Given task: Return the records word for word. Any pictures in them are not part of the copy.

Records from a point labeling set
┏━━
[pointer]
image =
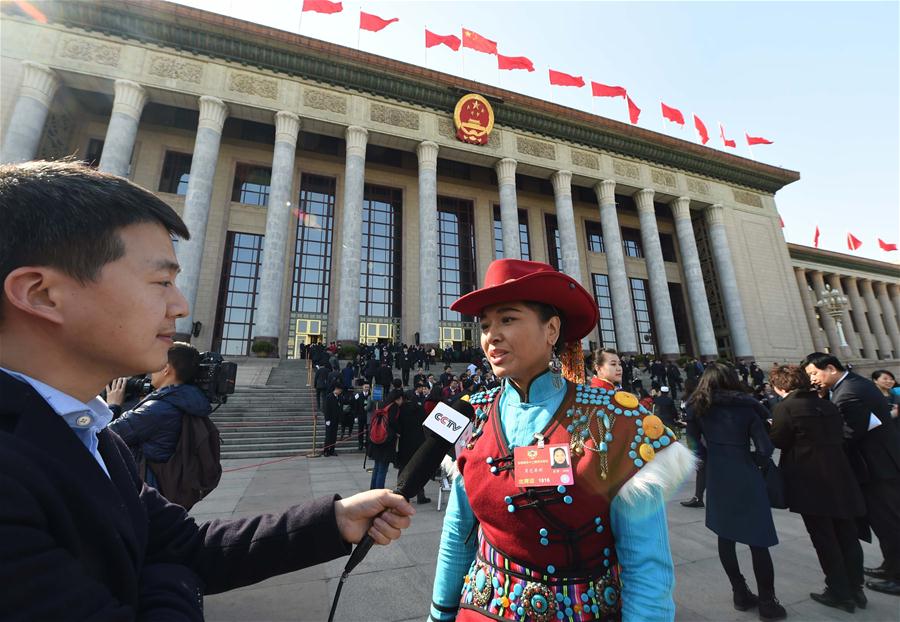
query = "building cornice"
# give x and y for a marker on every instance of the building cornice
(821, 257)
(209, 34)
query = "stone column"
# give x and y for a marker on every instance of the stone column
(834, 340)
(874, 311)
(509, 208)
(895, 298)
(619, 288)
(731, 297)
(122, 128)
(267, 318)
(351, 234)
(213, 113)
(857, 308)
(809, 307)
(693, 278)
(850, 335)
(429, 300)
(887, 315)
(667, 337)
(26, 125)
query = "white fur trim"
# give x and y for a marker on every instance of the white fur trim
(449, 468)
(665, 472)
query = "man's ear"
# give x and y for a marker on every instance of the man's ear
(36, 291)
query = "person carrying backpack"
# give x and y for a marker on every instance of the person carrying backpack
(383, 437)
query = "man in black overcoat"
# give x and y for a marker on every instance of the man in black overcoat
(873, 448)
(88, 268)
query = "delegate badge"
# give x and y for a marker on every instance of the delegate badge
(550, 465)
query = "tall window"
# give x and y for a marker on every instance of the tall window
(642, 317)
(631, 241)
(456, 252)
(553, 245)
(237, 293)
(594, 234)
(524, 245)
(176, 172)
(251, 184)
(380, 280)
(312, 253)
(604, 303)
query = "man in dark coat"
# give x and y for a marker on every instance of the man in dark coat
(87, 268)
(333, 417)
(819, 484)
(873, 447)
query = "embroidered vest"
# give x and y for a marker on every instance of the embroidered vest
(549, 553)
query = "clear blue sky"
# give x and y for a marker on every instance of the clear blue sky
(821, 79)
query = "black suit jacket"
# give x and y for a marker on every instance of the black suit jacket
(76, 544)
(874, 454)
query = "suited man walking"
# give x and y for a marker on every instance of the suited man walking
(873, 448)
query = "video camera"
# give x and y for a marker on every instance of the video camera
(215, 377)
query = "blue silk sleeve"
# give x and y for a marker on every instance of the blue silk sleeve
(642, 544)
(455, 555)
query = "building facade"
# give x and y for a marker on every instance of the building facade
(329, 198)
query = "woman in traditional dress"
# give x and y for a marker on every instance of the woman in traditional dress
(595, 548)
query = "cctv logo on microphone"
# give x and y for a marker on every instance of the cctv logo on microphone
(446, 422)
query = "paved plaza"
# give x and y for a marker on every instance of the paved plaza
(394, 583)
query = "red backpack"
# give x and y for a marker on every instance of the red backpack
(379, 428)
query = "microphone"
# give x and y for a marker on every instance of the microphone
(447, 428)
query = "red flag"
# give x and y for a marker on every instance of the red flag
(514, 62)
(633, 111)
(367, 21)
(451, 41)
(322, 6)
(672, 114)
(603, 90)
(475, 41)
(725, 141)
(563, 79)
(757, 140)
(701, 129)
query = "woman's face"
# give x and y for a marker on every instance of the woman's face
(885, 382)
(611, 368)
(516, 342)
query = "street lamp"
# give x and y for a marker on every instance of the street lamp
(833, 303)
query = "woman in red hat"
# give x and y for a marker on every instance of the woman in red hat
(594, 544)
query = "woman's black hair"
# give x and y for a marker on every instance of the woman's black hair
(545, 313)
(717, 377)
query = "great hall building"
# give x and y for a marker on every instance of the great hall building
(329, 196)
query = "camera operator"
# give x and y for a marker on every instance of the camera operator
(152, 428)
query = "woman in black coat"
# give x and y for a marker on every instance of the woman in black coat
(737, 505)
(819, 483)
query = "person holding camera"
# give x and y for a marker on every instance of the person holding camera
(88, 269)
(151, 429)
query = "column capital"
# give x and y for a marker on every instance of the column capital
(562, 183)
(39, 82)
(357, 137)
(129, 99)
(213, 112)
(427, 152)
(287, 127)
(715, 214)
(506, 171)
(605, 191)
(681, 207)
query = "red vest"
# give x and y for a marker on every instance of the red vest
(548, 550)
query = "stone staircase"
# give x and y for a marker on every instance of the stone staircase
(273, 420)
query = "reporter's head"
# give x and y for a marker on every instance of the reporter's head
(88, 271)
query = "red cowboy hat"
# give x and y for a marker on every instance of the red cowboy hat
┗━━
The completed task:
[pointer]
image =
query = "building cornice"
# give x and y for a marker on every instance of the building cornice
(821, 257)
(209, 34)
query = "stone column"
# give x and y for a marker on every instance of the stone column
(834, 340)
(874, 311)
(509, 208)
(895, 298)
(619, 288)
(731, 297)
(122, 128)
(267, 318)
(351, 234)
(213, 113)
(857, 308)
(809, 307)
(693, 278)
(850, 335)
(429, 300)
(887, 315)
(667, 337)
(26, 125)
query = "white fur trim"
# give x and y for a marker on every instance of the white fur trim
(449, 468)
(665, 472)
query = "man's ear"
# give x and y for a marker on every instance of the man's ear
(36, 291)
query = "person carrying backpack"
# give x and y for a marker on every instance of the person carrying backpack
(383, 437)
query = "man in black overcoat"
# give x and y for a marker on every instance of the man in black overcoat
(873, 448)
(88, 268)
query = "delegate badge"
# give x and y for a marker on every instance of the delegate badge
(550, 465)
query = "tall window"
# give x and y for a marker on every instance of the tall window
(642, 317)
(631, 241)
(456, 252)
(553, 245)
(237, 293)
(594, 234)
(524, 245)
(176, 172)
(251, 184)
(380, 280)
(312, 253)
(604, 303)
query = "man in dark coat"
# give x and y for a marker on every instance of the man in dark coat
(87, 268)
(333, 417)
(819, 484)
(873, 447)
query = "embroidered vest"
# give x and y for a marker on every instance of the embroidered vest
(549, 553)
query = "clear blue sky"
# give x and y for a marker on every instance of the clear blue sky
(821, 79)
query = "black suit jacket"
# give x and y for a marker on every instance of the black suit jacket
(76, 544)
(874, 454)
query = "suited man walking"
# give x and y for a marker on every instance of the suited man walking
(873, 448)
query = "video camera"
# give x and y for a marker on every instance of the video camera
(215, 377)
query = "blue silk sleeve"
# give x and y for a marker on every instance of the blue silk sleeve
(642, 544)
(455, 555)
query = "building facade"
# give x and y for a marker on every instance of the building facade
(329, 198)
query = "woman in traditional dress"
# give x and y for a marker on every instance of the woman in traditional dress
(595, 548)
query = "cctv logo on microphone"
# give x and y for a marker on every instance of the cctv logo on microphone
(446, 422)
query = "paved plaza"
# give x and y for a marker on every instance of the paved plaza
(394, 583)
query = "red backpack"
# give x and y for a marker on every instance of the red backpack
(379, 428)
query = "microphone"
# give x and y for a marker on every instance of the microphone
(447, 428)
query = "red flag"
# give x and y for a marker on every instance of the red flag
(514, 62)
(633, 111)
(367, 21)
(451, 41)
(322, 6)
(672, 114)
(603, 90)
(475, 41)
(725, 141)
(563, 79)
(757, 140)
(701, 129)
query = "woman's face"
# give x and y for a marker on every instance of the woman's face
(885, 382)
(611, 368)
(516, 342)
query = "street lamp"
# give x and y for a marker on every instance of the street lamp
(833, 303)
query = "woman in red hat"
# give x and y for a marker on every instance of the woman in red hat
(594, 544)
query = "woman's black hair"
# give x and y for a marker on every instance of the woman's black hair
(545, 313)
(717, 377)
query = "great hall building"
# give x and y for a marker on every instance of the great hall building
(329, 196)
query = "camera operator"
# give x and y for a marker on every instance of the camera operator
(152, 428)
query = "woman in black coat"
# give x and y for a marker on every instance of the woman in black coat
(737, 505)
(819, 483)
query = "person holding camera"
# give x and y for a marker on every instance of the person holding camera
(88, 269)
(151, 429)
query = "column capital"
# give x and y for a marker on every instance of the column capital
(562, 183)
(39, 82)
(357, 137)
(129, 99)
(213, 112)
(427, 152)
(287, 127)
(715, 214)
(506, 171)
(605, 191)
(681, 207)
query = "red vest"
# give x and y for a marker on every instance of the red vest
(548, 550)
query = "stone staircase"
# give x and y for a marker on every instance of the stone staircase
(273, 420)
query = "reporter's head"
# give x and y for a marker on every instance of the reporter's head
(88, 271)
query = "red cowboy hat"
# give x and y for a marker on every instance of the red cowboy hat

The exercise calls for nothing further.